*WRITTEN TASK*
Rewrite the material below from the line containing "Locate the windshield" up to and including its last line, and shift every box coordinate in that span up by 33.

*Items listed in a dataset*
::::
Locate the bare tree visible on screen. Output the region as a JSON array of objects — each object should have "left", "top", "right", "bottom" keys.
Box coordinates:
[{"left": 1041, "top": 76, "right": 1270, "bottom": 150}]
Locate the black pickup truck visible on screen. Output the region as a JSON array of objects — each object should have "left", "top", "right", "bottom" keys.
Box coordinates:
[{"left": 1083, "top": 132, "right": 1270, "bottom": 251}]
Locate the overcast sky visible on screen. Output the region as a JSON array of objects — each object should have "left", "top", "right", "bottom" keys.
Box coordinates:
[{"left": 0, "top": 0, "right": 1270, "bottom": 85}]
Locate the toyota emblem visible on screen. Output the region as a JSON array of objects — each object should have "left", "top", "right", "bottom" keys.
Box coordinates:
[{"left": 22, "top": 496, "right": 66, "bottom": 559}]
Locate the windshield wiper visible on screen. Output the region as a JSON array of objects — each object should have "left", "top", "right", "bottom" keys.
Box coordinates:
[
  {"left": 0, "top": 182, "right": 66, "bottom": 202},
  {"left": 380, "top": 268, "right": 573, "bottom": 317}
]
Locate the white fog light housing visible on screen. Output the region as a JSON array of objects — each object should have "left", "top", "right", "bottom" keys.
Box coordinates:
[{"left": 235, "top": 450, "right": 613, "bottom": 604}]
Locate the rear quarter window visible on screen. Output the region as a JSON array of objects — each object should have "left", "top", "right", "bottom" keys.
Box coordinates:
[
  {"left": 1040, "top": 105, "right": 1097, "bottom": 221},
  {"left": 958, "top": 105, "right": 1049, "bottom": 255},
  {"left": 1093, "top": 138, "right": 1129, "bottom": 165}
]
::::
*TASK RESULT*
Locate the windshield wiper visible on screen. Output the region as a JSON array of objects — each object should have "left", "top", "right", "bottom" keys.
Box coordinates:
[
  {"left": 33, "top": 215, "right": 99, "bottom": 235},
  {"left": 413, "top": 301, "right": 606, "bottom": 350}
]
Locate the white fog light housing visible on screen. Output the region as a JSON array of objects — each object should have "left", "top", "right", "bottom" keys.
Box coordinates:
[{"left": 268, "top": 483, "right": 646, "bottom": 637}]
Locate the rear quarter window visible on screen. Output the region as a JSON array of objects — each object should have "left", "top", "right", "bottom" keys.
Box coordinates:
[
  {"left": 1073, "top": 138, "right": 1130, "bottom": 254},
  {"left": 991, "top": 138, "right": 1082, "bottom": 288},
  {"left": 1126, "top": 171, "right": 1162, "bottom": 198}
]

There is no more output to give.